Assigned task: The records must be returned word for word.

[Records for the task Boundary: Start]

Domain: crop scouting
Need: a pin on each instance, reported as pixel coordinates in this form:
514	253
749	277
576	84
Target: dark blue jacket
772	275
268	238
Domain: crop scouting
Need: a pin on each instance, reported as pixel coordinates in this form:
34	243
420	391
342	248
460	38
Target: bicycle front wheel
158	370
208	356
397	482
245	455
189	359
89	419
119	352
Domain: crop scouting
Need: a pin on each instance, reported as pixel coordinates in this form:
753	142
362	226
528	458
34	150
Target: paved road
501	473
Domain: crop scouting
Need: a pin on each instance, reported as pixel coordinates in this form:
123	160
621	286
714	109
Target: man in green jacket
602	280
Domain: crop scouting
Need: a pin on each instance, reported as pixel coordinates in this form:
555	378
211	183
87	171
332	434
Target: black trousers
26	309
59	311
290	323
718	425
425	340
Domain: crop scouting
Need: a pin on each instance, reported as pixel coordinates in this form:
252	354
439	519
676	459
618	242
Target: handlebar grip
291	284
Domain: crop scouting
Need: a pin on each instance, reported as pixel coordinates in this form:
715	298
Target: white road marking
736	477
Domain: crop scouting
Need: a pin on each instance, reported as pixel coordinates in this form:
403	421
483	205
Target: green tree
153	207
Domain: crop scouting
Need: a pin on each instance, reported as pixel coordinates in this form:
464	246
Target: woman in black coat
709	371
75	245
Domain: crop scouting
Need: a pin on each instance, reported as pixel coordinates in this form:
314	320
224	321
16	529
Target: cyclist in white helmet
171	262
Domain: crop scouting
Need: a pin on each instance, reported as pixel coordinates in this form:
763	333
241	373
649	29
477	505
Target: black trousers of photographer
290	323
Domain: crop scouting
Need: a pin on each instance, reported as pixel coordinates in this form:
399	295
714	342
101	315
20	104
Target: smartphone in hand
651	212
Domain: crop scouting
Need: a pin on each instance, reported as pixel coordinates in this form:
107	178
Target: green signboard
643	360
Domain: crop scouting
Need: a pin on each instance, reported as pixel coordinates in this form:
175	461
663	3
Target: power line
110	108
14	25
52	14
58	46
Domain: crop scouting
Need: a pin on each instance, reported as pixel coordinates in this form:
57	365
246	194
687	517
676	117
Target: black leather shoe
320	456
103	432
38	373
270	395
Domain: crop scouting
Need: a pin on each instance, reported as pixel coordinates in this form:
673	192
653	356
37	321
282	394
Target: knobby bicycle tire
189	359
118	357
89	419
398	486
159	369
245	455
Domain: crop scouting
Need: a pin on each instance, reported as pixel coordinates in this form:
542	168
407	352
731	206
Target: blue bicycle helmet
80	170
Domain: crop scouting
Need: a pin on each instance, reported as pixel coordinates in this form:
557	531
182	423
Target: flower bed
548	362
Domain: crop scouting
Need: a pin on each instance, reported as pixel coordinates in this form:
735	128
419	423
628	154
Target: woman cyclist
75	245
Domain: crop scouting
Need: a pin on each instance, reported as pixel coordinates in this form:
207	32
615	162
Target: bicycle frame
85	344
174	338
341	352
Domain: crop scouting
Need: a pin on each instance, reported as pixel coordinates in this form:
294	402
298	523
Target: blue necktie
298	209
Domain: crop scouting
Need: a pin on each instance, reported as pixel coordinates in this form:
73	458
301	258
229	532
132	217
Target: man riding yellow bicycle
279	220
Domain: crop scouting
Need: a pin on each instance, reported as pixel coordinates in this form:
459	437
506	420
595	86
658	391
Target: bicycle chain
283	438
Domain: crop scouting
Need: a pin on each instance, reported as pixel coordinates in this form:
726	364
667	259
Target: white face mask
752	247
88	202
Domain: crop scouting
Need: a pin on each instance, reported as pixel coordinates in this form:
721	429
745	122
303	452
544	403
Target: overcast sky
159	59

[Records for the task Boundary: End]

Solution to this task:
Domain: crop scouting
Need: a pin on each instance, reported as pixel coordinates in this form:
514	253
749	277
576	84
Target: dark blue jacket
772	275
268	238
Domain: crop scouting
Need: a pin on each instance, reported as pixel coordinates in this form:
34	243
420	391
342	248
460	38
Target: bicycle front wheel
158	370
208	356
397	482
245	455
189	359
89	419
119	352
Domain: crop scouting
Need: a pin on each instance, reported as pixel coordinates in this form:
753	142
362	226
528	458
34	150
Target: paved road
501	473
Domain: crop scouting
Need: a pin on each instance, reported as pixel coordinates in this form:
123	160
621	286
714	109
Target: man in green jacket
602	280
Domain: crop scouting
Need: a pin on each instance, reported as pixel coordinates in this form:
555	378
211	183
87	171
332	434
Target: black trousers
26	309
59	311
290	323
718	425
425	340
Domain: crop scouting
Need: a pin on each instance, reported as pixel coordinates in this form:
252	354
439	519
676	459
618	242
Target: handlebar grip
291	284
Domain: crop scouting
Need: a pin on each instance, reported as pixel coordinates in this form:
715	298
Target: white road marking
736	477
Domain: crop scouting
Need: a pin on each instance, reported as pixel coordinates in this form:
403	421
483	205
Target: green tree
153	207
Domain: crop scouting
Need: a pin on each instance, reported as pixel coordinates in this form:
464	246
Target: woman in black coat
709	371
75	245
Domain: crop scouting
Need: a pin on each instance, reported as pixel coordinates in this form:
314	320
224	321
16	529
Target: cyclist in white helmet
171	262
Domain: crop scouting
Need: a pin on each instance, reported as pixel coordinates in this form:
763	333
241	373
649	29
477	505
Target: black trousers of photographer
290	323
Domain: crop scouting
Need: a pin on each instance, reported as pixel coordinates in this form:
399	295
714	342
101	315
20	104
Target: smartphone in hand
651	212
Domain: crop scouting
Need: a pin on each instance, reported as pixel coordinates in this form:
107	178
Target: green signboard
643	360
Domain: crop scouting
Need: a pin on each instance, reported as pixel coordinates in this form:
175	461
663	3
Target: power line
110	108
14	25
52	14
58	46
Domain: crop scouting
Need: a pin on each instance, reported as pixel coordinates in this form:
57	365
246	194
687	517
676	117
Target: black leather shoe
320	456
103	432
38	373
270	395
Domain: crop scouting
Need: a pin on each instance, reported as pixel coordinates in this form:
673	192
653	356
37	321
282	394
Target: knobby bicycle tire
189	359
118	357
89	419
398	486
159	369
245	455
Domain: crop scouting
Need: a pin on each instance, reported as pixel coordinates in this form:
542	168
407	352
731	206
Target: blue bicycle helmet
80	170
Domain: crop scouting
Need: a pin on each instance, reported as pixel coordinates in this form:
557	531
182	423
Target: flower bed
548	362
Domain: crop scouting
Need: a pin on each instance, reported as pixel coordinates in this form:
735	128
419	423
628	154
Target: woman cyclist
75	245
Domain: crop scouting
Need: a pin on each instance, reported as pixel coordinates in this form:
207	32
615	162
Target: bicycle frame
85	344
174	338
341	352
Domain: crop scouting
Need: a pin on each instance, reported as pixel coordinates in this form:
294	402
298	523
Target: blue necktie
298	209
Domain: crop scouting
Need: a pin on each instance, reported as pixel coordinates in this form:
73	458
301	258
229	532
132	217
Target: man riding yellow bicycle
279	220
Domain: crop scouting
Need: a pin on each instance, reported as pixel coordinates in this form:
459	437
506	420
595	86
658	391
Target: bicycle chain
283	438
Domain: crop scouting
Need: a pin on each instance, reported as pixel coordinates in this form:
726	364
667	259
Target: white face mask
752	247
88	202
Domain: crop scouting
Need: a pin on each instance, reported as pixel coordinates in this form:
721	429
745	122
303	452
544	403
Target: overcast sky
159	59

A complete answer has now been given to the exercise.